Re: JDBCInputFormat preparation with Flink 1.1-SNAPSHOT and Scala 2.11

Robert Metzger Wed, 16 Mar 2016 02:27:53 -0700

Sorry for joining this discussion late. Maybe this is also interesting for
you:
http://www.confluent.io/blog/bottled-water-real-time-integration-of-postgresql-and-kafka/



On Wed, Mar 9, 2016 at 1:47 PM, Prez Cannady <[email protected]>
wrote:

> Thanks.  Need to dive in a bit better, but I did clarify some things in my
> mind which bear mentioning.
>
> 1. Sourcing JDBC data is not a streaming operation, but a batching one.
> Which makes sense, since you generally slurp rather than stream relational
> data, so within the constraints provided you’ll be operating on whole
> result sets.
> 2. Kafka is useful for mating batch processes (like slurping a database)
> with stream ones (reading out the results of a database query then
> distributed to various processing nodes).
>
> Prez Cannady
> p: 617 500 3378
> e: [email protected]
> GH: https://github.com/opencorrelate
> LI: https://www.linkedin.com/in/revprez
>
>
>
>
>
>
>
>
>
> On Mar 9, 2016, at 6:46 AM, Prez Cannady <[email protected]>
> wrote:
>
> I suspected as much (the tuple size limitation).  Creating my own
> InputFormat seems to be the best solution, but before i go down that rabbit
> hole I wanted to see at least a semi-trivial working example of
> JDBCInputFormat with Scala 2.11.
>
> I’d appreciate a look at that prototype if its publicly available (even if
> it is Java). I might glean a hint from it.
>
> Prez Cannady
> p: 617 500 3378
> e: [email protected]
> GH: https://github.com/opencorrelate
> LI: https://www.linkedin.com/in/revprez
>
> On Mar 9, 2016, at 3:25 AM, Chesnay Schepler <[email protected]> wrote:
>
> you can always create your own InputFormat, but there is no
> AbstractJDBCInputFormat if that's what you were looking for.

* Entries provided:

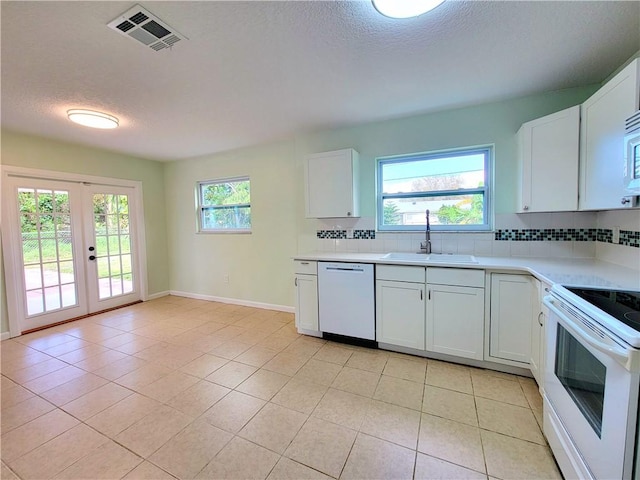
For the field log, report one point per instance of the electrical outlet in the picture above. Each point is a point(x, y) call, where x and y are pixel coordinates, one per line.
point(616, 235)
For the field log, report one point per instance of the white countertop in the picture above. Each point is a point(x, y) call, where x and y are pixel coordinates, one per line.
point(573, 271)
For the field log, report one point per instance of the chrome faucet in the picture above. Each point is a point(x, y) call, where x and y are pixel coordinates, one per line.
point(426, 245)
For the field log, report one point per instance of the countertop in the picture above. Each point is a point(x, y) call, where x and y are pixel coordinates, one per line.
point(575, 271)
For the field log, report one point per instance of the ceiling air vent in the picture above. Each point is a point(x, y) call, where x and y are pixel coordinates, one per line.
point(143, 26)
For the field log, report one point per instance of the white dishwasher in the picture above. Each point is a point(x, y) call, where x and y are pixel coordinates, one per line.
point(346, 304)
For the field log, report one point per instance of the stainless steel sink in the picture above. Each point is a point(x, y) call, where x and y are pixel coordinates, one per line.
point(431, 258)
point(406, 256)
point(450, 258)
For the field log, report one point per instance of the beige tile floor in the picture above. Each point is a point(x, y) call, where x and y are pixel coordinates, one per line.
point(185, 388)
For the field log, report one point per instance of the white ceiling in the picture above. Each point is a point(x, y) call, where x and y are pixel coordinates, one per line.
point(257, 71)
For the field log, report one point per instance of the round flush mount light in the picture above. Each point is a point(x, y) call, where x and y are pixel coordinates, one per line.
point(90, 118)
point(405, 8)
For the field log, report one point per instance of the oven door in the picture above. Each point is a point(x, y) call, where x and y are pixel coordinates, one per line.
point(591, 391)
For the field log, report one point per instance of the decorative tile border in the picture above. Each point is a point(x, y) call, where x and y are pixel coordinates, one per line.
point(342, 234)
point(364, 234)
point(630, 238)
point(605, 235)
point(627, 237)
point(548, 234)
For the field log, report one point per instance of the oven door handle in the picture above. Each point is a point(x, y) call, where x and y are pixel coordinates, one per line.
point(619, 354)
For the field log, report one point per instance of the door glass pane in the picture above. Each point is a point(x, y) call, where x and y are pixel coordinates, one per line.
point(47, 251)
point(50, 271)
point(52, 298)
point(583, 377)
point(113, 244)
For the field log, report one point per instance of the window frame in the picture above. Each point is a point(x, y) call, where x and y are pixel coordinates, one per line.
point(201, 208)
point(486, 190)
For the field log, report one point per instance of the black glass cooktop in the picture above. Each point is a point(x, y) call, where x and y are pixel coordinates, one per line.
point(620, 304)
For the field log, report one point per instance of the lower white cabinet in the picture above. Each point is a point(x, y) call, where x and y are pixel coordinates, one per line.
point(306, 283)
point(513, 309)
point(455, 312)
point(400, 300)
point(400, 313)
point(538, 321)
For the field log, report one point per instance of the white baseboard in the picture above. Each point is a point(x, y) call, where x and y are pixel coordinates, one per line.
point(234, 301)
point(154, 296)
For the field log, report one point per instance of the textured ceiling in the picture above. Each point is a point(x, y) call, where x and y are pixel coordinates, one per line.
point(258, 71)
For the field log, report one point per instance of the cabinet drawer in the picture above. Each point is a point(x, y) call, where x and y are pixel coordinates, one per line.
point(306, 266)
point(456, 276)
point(400, 273)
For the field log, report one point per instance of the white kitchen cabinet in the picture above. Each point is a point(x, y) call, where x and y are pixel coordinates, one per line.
point(306, 283)
point(400, 306)
point(514, 305)
point(536, 359)
point(331, 184)
point(548, 161)
point(455, 312)
point(601, 140)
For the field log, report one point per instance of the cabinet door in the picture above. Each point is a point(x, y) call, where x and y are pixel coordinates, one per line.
point(455, 320)
point(536, 337)
point(331, 184)
point(307, 302)
point(601, 140)
point(549, 162)
point(513, 304)
point(400, 313)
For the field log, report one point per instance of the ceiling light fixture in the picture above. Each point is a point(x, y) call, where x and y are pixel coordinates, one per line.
point(92, 119)
point(404, 8)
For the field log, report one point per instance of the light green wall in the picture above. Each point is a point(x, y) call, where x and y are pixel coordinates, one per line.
point(36, 152)
point(494, 123)
point(258, 264)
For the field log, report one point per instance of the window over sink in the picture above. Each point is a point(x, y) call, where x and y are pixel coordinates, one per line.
point(454, 185)
point(224, 205)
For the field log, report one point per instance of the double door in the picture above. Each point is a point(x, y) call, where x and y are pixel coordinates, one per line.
point(70, 249)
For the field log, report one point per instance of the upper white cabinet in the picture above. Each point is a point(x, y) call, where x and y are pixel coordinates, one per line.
point(514, 303)
point(331, 184)
point(400, 306)
point(548, 160)
point(601, 140)
point(455, 312)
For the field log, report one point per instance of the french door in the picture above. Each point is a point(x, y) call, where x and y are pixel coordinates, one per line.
point(70, 249)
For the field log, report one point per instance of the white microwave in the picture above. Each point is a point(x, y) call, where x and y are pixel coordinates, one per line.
point(632, 155)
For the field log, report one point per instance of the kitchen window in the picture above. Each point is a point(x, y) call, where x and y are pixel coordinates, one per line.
point(454, 185)
point(224, 205)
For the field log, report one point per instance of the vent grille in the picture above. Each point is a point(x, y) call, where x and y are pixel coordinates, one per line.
point(141, 25)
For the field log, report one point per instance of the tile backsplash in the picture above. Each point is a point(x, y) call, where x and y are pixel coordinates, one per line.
point(568, 235)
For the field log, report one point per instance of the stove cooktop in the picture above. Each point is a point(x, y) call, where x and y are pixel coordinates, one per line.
point(623, 305)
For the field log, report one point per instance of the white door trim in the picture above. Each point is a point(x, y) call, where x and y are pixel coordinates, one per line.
point(8, 228)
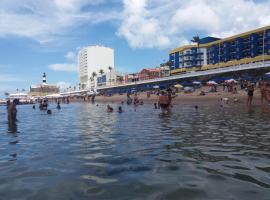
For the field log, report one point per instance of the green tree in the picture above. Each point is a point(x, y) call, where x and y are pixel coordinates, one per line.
point(196, 39)
point(110, 69)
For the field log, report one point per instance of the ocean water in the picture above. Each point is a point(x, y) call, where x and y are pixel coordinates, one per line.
point(82, 152)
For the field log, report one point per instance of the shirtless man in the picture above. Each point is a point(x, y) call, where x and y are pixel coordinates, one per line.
point(164, 102)
point(12, 111)
point(263, 86)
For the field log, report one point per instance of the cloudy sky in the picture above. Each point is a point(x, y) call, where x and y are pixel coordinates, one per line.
point(39, 36)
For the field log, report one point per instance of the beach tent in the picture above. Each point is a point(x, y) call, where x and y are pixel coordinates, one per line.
point(188, 89)
point(53, 96)
point(210, 83)
point(196, 83)
point(231, 81)
point(187, 84)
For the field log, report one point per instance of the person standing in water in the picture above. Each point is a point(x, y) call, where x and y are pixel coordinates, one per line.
point(164, 102)
point(58, 105)
point(12, 111)
point(250, 92)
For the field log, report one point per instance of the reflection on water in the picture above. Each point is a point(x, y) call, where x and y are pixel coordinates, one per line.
point(82, 152)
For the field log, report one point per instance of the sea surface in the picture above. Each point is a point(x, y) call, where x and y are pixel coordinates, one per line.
point(82, 152)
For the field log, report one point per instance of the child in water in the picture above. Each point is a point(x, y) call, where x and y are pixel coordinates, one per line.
point(120, 110)
point(58, 105)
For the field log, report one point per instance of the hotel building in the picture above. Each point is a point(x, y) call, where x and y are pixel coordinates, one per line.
point(93, 59)
point(211, 53)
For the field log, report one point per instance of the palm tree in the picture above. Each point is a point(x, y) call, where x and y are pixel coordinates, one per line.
point(134, 75)
point(6, 94)
point(170, 64)
point(110, 68)
point(101, 71)
point(94, 74)
point(196, 39)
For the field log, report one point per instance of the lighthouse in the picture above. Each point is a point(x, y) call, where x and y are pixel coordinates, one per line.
point(44, 78)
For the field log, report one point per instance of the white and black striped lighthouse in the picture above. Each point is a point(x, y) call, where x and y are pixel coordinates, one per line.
point(44, 78)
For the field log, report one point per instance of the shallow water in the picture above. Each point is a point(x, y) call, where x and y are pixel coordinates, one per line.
point(82, 152)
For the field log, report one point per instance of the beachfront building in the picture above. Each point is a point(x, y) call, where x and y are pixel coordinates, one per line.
point(212, 53)
point(129, 78)
point(43, 88)
point(91, 60)
point(152, 73)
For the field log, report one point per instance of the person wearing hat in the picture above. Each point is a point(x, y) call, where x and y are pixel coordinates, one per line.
point(12, 111)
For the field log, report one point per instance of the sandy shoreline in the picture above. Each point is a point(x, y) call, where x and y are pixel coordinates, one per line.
point(181, 97)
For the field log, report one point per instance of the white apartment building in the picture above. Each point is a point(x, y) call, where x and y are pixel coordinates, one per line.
point(93, 59)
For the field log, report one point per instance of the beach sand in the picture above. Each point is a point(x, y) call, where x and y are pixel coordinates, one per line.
point(210, 97)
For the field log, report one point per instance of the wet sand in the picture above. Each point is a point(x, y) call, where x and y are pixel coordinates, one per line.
point(210, 97)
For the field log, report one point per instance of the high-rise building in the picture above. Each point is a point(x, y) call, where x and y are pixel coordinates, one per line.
point(91, 60)
point(211, 53)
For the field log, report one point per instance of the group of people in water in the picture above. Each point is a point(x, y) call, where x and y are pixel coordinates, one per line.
point(12, 108)
point(264, 91)
point(164, 102)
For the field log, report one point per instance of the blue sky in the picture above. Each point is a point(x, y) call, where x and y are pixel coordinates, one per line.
point(39, 36)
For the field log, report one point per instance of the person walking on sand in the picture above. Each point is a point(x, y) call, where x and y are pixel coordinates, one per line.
point(164, 102)
point(250, 92)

* Required work:
**1)** Answer these questions using the mailing-list thread about JDBCInputFormat:
(a) What kind of operation does Prez Cannady say sourcing JDBC data is?
(b) According to Chesnay Schepler, what does not exist?
(c) What did Prez Cannady want to see before creating his own InputFormat?
**2)** Write what comes next in the mailing-list thread about JDBCInputFormat, picking up after its final line.

* Answers to the tasks:
**1)**
(a) A batching operation, not a streaming one.
(b) An AbstractJDBCInputFormat.
(c) A semi-trivial working example of JDBCInputFormat with Scala 2.11.

**2)**
>
> When you say arbitrary tuple size, do you mean a) a size greater than 25,
> or b) tuples of different sizes?
> If a) unless you are fine with using nested tuples you won't get around
> the tuple size limitation. Since the user has to be aware of the nesting
> (since the fields can be accessed directly via tuple.f0 etc), this can't
> really be done in a general-purpose fashion.
> If b) this will straight-up not work with tuples.
>
> You could use POJO's though. then you could also group by column names.
>
> I'm not sure about Scala, but in the Java Stream API you can pass the
> InputFormat and the TypeInformation into createInput.
>
> I've recently did a prototype where the input type is determined
> automatically by querying the database. If this is a problem for you feel
> free to ping me.
>
> On 09.03.2016 03:17, Prez Cannady wrote:
>
> I’m attempting to create a stream using JDBCInputFormat.  Objective is to
> convert each record into a tuple and then serialize for input into a Kafka
> topic.  Here’s what I have so far.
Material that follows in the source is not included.